* **WHAT TO DO**
Copy out the following data line for line, with no changes.

(Coordinate annotation entries)
§
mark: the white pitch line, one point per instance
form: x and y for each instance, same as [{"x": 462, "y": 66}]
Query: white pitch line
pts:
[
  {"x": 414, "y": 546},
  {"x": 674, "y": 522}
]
§
* **THE OUTPUT**
mark: the white pitch line, one point per instance
form: x and y for each instance, same as [{"x": 462, "y": 66}]
Query: white pitch line
pts:
[
  {"x": 414, "y": 546},
  {"x": 674, "y": 522}
]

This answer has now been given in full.